■ Exercise brief
Write the listing out once more, identical to the original but without pictures.
BEGIN Given records
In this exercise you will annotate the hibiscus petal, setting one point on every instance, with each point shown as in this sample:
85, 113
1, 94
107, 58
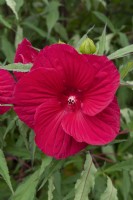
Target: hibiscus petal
98, 130
7, 85
104, 86
31, 91
25, 53
50, 137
END Given records
■ Answer for the task
In this exercise you will annotate the hibiscus petal, setting one point on every instance, with each point shown as in this sample:
85, 113
1, 94
107, 58
Target: hibiscus petal
98, 130
7, 85
104, 86
31, 91
25, 53
50, 137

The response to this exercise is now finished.